YOUR OBJECTIVE
In the records from the line with "the white ceiling" up to and including the line with "pixel 423 57", change "white ceiling" to "bright ceiling". Return only those lines, otherwise unchanged.

## start RECORDS TO PROCESS

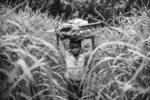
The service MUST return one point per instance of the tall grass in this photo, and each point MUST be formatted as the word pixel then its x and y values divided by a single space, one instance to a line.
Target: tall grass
pixel 32 66
pixel 118 68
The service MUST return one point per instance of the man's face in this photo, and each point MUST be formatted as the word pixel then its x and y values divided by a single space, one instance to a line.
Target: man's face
pixel 75 48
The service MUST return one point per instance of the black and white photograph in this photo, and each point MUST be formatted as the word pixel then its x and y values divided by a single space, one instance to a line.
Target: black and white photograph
pixel 74 49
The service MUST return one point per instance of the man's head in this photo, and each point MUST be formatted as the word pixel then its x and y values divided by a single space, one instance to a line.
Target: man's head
pixel 75 47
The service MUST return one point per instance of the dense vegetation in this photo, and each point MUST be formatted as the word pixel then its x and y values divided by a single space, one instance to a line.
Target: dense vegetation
pixel 32 67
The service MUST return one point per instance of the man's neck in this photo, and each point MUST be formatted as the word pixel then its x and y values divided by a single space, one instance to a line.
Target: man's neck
pixel 76 56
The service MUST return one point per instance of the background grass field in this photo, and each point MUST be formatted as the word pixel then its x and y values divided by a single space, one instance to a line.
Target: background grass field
pixel 32 67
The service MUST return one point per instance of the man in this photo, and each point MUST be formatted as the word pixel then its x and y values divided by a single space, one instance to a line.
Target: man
pixel 74 57
pixel 75 64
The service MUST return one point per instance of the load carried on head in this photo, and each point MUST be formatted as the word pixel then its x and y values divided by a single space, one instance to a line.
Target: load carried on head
pixel 74 30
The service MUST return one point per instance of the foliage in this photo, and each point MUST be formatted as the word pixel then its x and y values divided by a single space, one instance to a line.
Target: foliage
pixel 92 10
pixel 32 66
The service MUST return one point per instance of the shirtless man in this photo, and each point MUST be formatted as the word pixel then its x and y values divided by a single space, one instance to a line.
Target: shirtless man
pixel 75 59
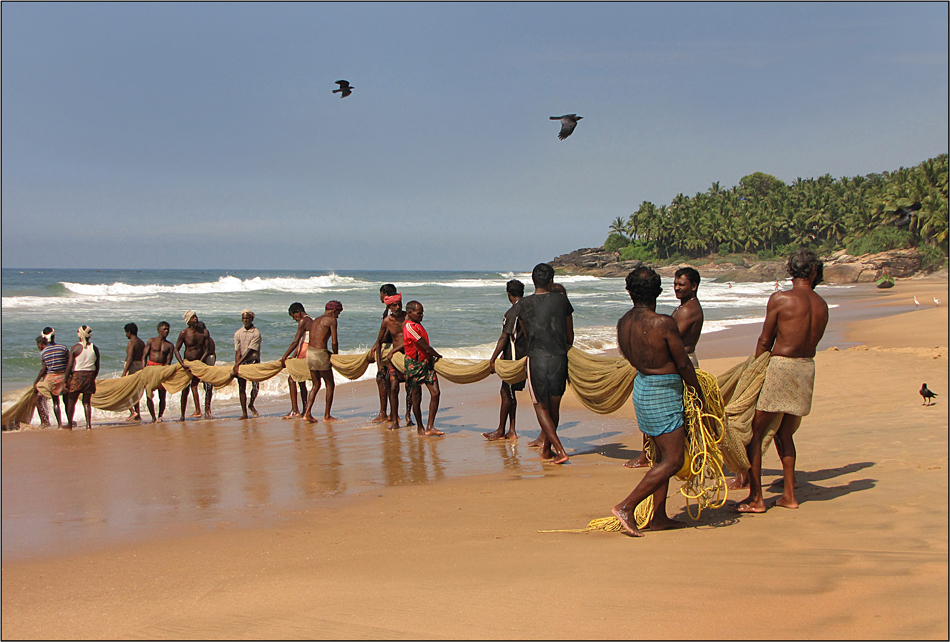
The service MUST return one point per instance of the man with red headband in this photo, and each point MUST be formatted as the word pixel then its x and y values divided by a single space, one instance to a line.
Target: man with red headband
pixel 322 328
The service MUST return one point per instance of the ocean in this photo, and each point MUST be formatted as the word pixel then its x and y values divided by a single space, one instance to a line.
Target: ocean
pixel 463 310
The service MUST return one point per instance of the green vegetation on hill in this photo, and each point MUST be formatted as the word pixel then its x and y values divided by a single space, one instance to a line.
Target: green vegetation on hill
pixel 763 215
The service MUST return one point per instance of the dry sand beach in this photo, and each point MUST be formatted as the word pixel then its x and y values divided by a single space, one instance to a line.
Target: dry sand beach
pixel 274 529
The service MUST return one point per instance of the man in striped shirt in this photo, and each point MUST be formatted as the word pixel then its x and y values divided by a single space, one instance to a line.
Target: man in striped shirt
pixel 54 357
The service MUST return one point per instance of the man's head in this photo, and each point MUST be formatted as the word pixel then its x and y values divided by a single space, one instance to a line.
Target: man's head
pixel 414 311
pixel 685 284
pixel 542 275
pixel 386 290
pixel 805 264
pixel 515 289
pixel 643 285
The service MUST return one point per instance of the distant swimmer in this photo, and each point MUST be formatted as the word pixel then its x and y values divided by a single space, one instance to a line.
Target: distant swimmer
pixel 133 361
pixel 795 321
pixel 299 347
pixel 510 346
pixel 420 368
pixel 81 372
pixel 345 88
pixel 322 330
pixel 652 344
pixel 568 123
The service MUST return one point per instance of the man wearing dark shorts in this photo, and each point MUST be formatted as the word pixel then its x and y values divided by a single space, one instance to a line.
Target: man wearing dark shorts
pixel 547 319
pixel 509 346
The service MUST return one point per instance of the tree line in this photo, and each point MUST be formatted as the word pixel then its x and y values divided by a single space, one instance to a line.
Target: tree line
pixel 765 216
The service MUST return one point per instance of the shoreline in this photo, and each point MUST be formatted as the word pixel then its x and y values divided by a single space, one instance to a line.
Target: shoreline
pixel 418 559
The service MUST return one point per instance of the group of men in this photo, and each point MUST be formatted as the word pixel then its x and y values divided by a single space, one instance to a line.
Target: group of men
pixel 538 326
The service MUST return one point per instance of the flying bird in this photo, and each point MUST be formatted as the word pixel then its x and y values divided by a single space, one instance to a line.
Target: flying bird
pixel 345 88
pixel 568 123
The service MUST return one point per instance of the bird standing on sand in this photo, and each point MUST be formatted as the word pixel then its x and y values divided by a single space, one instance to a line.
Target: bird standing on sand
pixel 568 123
pixel 345 88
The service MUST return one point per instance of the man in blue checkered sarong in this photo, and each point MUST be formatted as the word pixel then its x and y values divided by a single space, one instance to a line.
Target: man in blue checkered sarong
pixel 651 343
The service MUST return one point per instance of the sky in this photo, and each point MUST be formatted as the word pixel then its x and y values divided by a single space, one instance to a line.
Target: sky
pixel 207 136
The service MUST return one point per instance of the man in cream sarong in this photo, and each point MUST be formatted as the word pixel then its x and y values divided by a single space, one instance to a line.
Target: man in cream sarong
pixel 794 324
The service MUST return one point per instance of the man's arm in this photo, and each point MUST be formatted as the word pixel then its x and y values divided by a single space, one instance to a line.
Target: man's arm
pixel 181 340
pixel 769 326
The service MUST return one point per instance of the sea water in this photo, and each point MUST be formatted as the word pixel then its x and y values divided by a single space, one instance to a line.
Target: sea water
pixel 463 310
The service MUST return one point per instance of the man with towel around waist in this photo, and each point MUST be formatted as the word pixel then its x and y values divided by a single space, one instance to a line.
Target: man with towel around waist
pixel 247 350
pixel 81 372
pixel 795 321
pixel 322 328
pixel 652 344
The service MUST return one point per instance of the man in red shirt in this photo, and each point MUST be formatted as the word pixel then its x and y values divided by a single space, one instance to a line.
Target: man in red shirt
pixel 420 368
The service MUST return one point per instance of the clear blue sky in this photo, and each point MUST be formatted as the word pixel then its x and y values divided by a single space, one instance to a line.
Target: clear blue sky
pixel 206 135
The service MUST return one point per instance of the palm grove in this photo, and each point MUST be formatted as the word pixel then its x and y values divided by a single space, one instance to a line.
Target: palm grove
pixel 762 215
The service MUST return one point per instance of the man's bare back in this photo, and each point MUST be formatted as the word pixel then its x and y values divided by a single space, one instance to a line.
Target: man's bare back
pixel 795 320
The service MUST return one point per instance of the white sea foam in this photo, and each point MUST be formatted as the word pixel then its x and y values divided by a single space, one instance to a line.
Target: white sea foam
pixel 223 285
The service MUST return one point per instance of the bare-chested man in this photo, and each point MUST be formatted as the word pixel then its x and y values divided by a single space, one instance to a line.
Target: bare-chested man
pixel 392 326
pixel 689 321
pixel 158 351
pixel 652 344
pixel 322 329
pixel 795 321
pixel 133 361
pixel 196 349
pixel 298 347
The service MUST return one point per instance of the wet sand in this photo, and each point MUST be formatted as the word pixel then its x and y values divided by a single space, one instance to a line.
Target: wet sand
pixel 276 529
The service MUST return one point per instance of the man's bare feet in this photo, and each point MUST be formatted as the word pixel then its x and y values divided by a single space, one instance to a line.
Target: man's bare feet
pixel 628 523
pixel 750 508
pixel 639 462
pixel 665 524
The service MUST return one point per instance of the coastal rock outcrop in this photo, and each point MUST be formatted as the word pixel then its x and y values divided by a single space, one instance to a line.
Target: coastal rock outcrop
pixel 840 267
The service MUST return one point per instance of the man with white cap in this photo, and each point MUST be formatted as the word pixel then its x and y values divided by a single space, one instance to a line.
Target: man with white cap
pixel 247 349
pixel 196 348
pixel 81 372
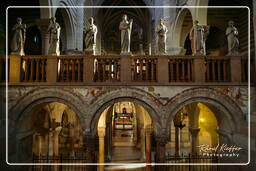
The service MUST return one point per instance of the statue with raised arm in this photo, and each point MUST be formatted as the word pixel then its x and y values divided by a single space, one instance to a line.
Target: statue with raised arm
pixel 233 42
pixel 198 35
pixel 161 32
pixel 18 39
pixel 126 29
pixel 54 40
pixel 90 37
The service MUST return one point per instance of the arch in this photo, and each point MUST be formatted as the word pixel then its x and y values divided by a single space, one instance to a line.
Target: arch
pixel 229 109
pixel 179 34
pixel 37 97
pixel 143 99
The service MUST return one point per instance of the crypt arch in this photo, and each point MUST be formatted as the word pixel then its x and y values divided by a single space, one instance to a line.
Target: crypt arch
pixel 228 113
pixel 127 95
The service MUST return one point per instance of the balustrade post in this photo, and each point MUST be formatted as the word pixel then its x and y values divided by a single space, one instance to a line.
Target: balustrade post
pixel 199 69
pixel 125 69
pixel 236 70
pixel 51 69
pixel 88 71
pixel 163 70
pixel 15 68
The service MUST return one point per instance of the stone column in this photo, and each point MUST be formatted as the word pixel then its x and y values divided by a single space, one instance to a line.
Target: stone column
pixel 90 150
pixel 43 26
pixel 101 134
pixel 160 148
pixel 142 144
pixel 177 141
pixel 194 135
pixel 148 145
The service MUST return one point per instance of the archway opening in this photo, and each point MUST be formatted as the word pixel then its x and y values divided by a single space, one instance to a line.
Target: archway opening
pixel 194 125
pixel 125 130
pixel 49 130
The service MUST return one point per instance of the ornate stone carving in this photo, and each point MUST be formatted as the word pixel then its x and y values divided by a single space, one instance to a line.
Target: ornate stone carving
pixel 198 35
pixel 161 32
pixel 18 39
pixel 126 29
pixel 233 42
pixel 54 30
pixel 90 37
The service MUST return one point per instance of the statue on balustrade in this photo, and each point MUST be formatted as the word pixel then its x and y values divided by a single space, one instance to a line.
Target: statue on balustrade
pixel 90 37
pixel 198 35
pixel 161 32
pixel 54 40
pixel 233 42
pixel 19 37
pixel 126 29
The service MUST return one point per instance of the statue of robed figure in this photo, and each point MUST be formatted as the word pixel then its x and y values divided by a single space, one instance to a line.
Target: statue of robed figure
pixel 161 32
pixel 126 29
pixel 198 35
pixel 233 42
pixel 18 39
pixel 54 41
pixel 90 37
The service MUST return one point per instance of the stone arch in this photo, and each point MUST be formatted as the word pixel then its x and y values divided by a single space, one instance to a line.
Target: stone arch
pixel 179 35
pixel 37 97
pixel 138 97
pixel 230 111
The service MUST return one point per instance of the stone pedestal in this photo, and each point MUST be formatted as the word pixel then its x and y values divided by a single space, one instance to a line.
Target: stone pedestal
pixel 15 65
pixel 194 135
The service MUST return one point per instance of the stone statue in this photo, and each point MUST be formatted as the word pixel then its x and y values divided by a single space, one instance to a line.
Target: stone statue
pixel 54 30
pixel 233 42
pixel 19 37
pixel 126 29
pixel 90 37
pixel 161 32
pixel 198 35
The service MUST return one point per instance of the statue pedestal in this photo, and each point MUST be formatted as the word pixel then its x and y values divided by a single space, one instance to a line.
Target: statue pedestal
pixel 126 53
pixel 89 52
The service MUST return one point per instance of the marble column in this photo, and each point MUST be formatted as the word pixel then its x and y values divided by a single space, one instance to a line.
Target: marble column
pixel 142 144
pixel 43 27
pixel 194 145
pixel 101 134
pixel 177 141
pixel 90 142
pixel 148 145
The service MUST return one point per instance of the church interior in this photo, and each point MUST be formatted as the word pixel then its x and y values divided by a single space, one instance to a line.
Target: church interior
pixel 128 85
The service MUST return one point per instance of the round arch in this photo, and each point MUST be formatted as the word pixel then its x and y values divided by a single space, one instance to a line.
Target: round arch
pixel 126 95
pixel 34 98
pixel 229 110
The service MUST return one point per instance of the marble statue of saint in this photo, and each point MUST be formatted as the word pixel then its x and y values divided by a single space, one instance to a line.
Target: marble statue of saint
pixel 126 29
pixel 90 36
pixel 54 40
pixel 161 32
pixel 198 35
pixel 233 42
pixel 18 39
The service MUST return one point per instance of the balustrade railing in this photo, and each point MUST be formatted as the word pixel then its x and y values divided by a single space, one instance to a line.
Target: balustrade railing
pixel 2 69
pixel 217 69
pixel 33 69
pixel 172 159
pixel 107 69
pixel 181 69
pixel 126 70
pixel 144 69
pixel 70 69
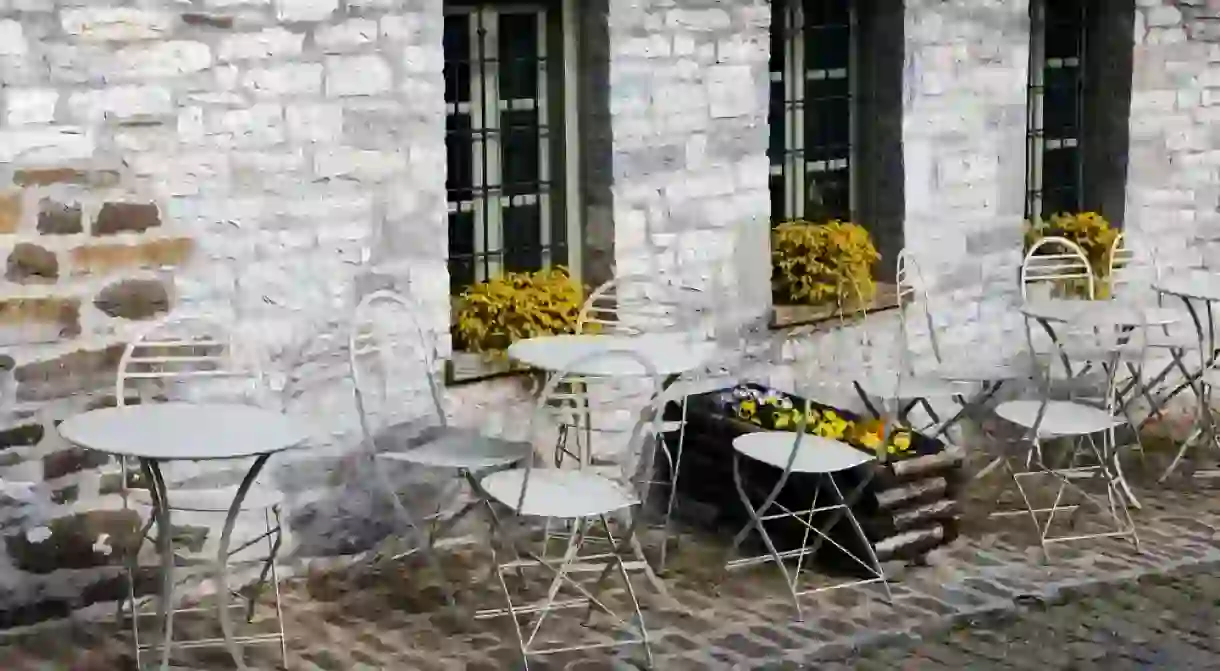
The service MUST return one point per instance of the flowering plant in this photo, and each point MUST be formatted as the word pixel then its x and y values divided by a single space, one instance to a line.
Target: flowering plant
pixel 776 411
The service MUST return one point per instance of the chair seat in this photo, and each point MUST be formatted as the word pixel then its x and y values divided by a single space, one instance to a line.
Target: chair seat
pixel 212 500
pixel 559 493
pixel 449 448
pixel 814 455
pixel 886 386
pixel 1060 417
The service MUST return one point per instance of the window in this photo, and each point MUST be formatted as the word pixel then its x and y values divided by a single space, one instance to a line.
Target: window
pixel 1055 165
pixel 1079 106
pixel 506 138
pixel 813 83
pixel 836 121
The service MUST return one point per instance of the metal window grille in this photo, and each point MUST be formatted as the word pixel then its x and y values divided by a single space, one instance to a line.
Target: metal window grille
pixel 503 129
pixel 813 89
pixel 1054 160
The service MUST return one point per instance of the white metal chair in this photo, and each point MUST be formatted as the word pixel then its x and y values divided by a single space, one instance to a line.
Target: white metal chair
pixel 1085 342
pixel 393 364
pixel 898 383
pixel 188 358
pixel 1057 267
pixel 803 453
pixel 581 497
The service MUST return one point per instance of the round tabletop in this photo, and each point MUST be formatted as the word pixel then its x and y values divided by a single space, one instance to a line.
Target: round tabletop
pixel 669 354
pixel 1196 284
pixel 184 431
pixel 1116 312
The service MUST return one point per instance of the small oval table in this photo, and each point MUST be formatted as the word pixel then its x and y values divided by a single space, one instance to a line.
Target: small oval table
pixel 155 433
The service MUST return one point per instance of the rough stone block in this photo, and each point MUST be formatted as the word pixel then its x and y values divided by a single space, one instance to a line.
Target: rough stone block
pixel 315 123
pixel 61 314
pixel 121 103
pixel 208 20
pixel 356 76
pixel 72 460
pixel 31 105
pixel 73 542
pixel 126 217
pixel 133 299
pixel 164 59
pixel 12 39
pixel 45 144
pixel 32 264
pixel 71 373
pixel 25 436
pixel 10 211
pixel 45 177
pixel 348 35
pixel 57 218
pixel 305 10
pixel 284 79
pixel 271 43
pixel 109 258
pixel 116 23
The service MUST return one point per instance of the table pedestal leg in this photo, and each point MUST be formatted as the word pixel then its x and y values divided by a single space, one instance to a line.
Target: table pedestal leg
pixel 222 589
pixel 165 548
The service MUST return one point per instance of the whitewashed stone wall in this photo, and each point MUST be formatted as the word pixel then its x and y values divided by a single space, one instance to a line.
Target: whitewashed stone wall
pixel 236 159
pixel 1174 175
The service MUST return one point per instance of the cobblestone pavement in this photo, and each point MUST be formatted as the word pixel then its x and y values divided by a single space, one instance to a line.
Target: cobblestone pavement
pixel 1159 622
pixel 388 619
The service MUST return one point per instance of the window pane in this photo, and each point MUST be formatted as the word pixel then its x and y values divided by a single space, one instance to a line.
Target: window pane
pixel 459 145
pixel 458 53
pixel 827 11
pixel 828 195
pixel 827 120
pixel 1060 181
pixel 1062 99
pixel 521 151
pixel 519 56
pixel 522 243
pixel 461 250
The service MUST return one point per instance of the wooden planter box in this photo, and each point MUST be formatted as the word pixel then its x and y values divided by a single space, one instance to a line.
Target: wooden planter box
pixel 909 506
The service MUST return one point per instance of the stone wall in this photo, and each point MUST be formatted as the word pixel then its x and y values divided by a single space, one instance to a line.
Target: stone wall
pixel 1174 177
pixel 234 159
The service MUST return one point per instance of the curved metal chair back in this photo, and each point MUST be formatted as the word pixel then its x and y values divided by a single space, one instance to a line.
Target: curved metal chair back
pixel 389 353
pixel 199 355
pixel 1059 262
pixel 643 404
pixel 913 295
pixel 635 304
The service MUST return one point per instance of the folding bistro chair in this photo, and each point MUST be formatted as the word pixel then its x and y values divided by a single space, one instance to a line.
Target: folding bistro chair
pixel 187 358
pixel 393 365
pixel 586 499
pixel 1081 344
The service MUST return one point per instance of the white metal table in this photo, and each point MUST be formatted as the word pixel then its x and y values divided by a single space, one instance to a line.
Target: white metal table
pixel 1197 287
pixel 670 353
pixel 157 433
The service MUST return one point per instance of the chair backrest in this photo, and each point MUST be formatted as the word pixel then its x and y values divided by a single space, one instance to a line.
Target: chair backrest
pixel 1059 265
pixel 558 410
pixel 189 356
pixel 913 297
pixel 635 304
pixel 389 356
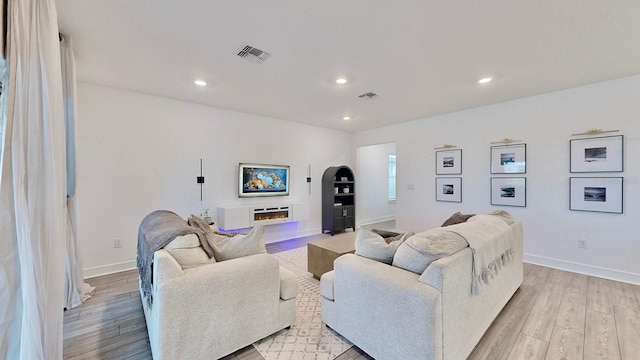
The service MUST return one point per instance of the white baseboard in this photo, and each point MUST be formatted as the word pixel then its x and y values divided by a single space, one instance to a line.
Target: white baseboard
pixel 375 220
pixel 585 269
pixel 109 269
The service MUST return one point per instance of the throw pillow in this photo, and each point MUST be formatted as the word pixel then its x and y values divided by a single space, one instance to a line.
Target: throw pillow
pixel 373 246
pixel 457 218
pixel 503 215
pixel 183 242
pixel 227 248
pixel 419 251
pixel 199 223
pixel 189 258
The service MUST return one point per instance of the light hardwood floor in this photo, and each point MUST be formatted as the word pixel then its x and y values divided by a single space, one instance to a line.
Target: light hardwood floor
pixel 554 315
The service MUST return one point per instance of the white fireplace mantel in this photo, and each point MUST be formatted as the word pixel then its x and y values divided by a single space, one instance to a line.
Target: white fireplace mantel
pixel 240 217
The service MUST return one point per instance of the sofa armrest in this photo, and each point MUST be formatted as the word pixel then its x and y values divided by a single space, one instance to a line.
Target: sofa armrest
pixel 372 298
pixel 288 284
pixel 165 267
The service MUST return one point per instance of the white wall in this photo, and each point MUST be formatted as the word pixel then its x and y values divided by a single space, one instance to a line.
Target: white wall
pixel 372 185
pixel 545 123
pixel 138 153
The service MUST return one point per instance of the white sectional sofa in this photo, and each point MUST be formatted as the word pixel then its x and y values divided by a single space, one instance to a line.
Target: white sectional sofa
pixel 392 313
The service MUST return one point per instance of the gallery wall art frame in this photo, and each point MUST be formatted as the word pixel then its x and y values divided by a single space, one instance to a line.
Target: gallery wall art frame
pixel 599 194
pixel 449 189
pixel 509 191
pixel 509 159
pixel 597 154
pixel 449 162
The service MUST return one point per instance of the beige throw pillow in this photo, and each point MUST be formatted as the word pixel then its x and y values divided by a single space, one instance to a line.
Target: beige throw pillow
pixel 189 258
pixel 227 248
pixel 419 251
pixel 183 242
pixel 199 223
pixel 457 218
pixel 373 246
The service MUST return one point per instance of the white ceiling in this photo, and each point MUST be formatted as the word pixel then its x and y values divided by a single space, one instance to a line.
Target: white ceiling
pixel 423 57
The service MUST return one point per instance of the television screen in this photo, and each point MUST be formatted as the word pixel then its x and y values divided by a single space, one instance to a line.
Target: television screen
pixel 263 180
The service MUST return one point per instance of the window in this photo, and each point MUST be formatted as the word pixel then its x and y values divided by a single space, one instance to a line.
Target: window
pixel 392 177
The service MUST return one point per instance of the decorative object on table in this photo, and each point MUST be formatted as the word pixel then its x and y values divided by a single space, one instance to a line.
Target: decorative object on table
pixel 601 194
pixel 509 159
pixel 449 189
pixel 508 191
pixel 597 154
pixel 206 217
pixel 263 180
pixel 449 162
pixel 336 218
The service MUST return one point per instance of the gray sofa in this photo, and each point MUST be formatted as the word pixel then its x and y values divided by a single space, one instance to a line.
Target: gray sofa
pixel 392 313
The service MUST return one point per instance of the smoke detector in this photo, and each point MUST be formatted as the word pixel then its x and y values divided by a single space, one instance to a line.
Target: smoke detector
pixel 368 95
pixel 253 54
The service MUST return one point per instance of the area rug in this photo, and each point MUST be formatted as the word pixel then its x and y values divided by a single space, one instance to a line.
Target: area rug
pixel 308 338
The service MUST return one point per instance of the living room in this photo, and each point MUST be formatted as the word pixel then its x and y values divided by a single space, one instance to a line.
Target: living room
pixel 138 151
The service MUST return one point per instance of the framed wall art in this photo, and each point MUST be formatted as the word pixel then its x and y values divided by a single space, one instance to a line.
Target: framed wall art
pixel 509 159
pixel 509 191
pixel 449 162
pixel 602 194
pixel 449 189
pixel 599 154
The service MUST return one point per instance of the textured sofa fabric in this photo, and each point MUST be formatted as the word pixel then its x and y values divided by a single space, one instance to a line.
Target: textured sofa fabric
pixel 212 310
pixel 392 313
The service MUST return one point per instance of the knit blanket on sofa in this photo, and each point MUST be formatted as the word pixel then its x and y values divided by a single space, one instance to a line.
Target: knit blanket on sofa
pixel 156 230
pixel 491 242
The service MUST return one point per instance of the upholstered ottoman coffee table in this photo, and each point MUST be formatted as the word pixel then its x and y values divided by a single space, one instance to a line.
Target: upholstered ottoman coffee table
pixel 322 253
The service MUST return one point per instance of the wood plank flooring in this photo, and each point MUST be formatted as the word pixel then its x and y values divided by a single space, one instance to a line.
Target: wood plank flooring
pixel 554 315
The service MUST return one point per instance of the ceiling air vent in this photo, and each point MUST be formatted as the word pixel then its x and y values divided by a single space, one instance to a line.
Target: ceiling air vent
pixel 368 95
pixel 252 54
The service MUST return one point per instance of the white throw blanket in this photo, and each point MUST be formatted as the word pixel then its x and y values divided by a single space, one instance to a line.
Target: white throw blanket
pixel 491 242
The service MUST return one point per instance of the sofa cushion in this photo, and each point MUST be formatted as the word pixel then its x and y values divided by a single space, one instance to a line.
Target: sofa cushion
pixel 373 246
pixel 457 218
pixel 420 250
pixel 183 242
pixel 190 257
pixel 227 248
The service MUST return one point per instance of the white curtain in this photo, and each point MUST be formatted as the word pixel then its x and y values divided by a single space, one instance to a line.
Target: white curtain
pixel 76 290
pixel 33 209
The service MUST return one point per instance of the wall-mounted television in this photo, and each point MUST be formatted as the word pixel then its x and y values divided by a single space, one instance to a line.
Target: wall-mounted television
pixel 263 180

## end RECORDS TO PROCESS

THE RESULT
The service MUST return one point per instance of the bright ceiling in this photo, and each point MUST be formatted as the word pixel then its x and y values divided by a single space, one instance to a line.
Target: bright ceiling
pixel 423 57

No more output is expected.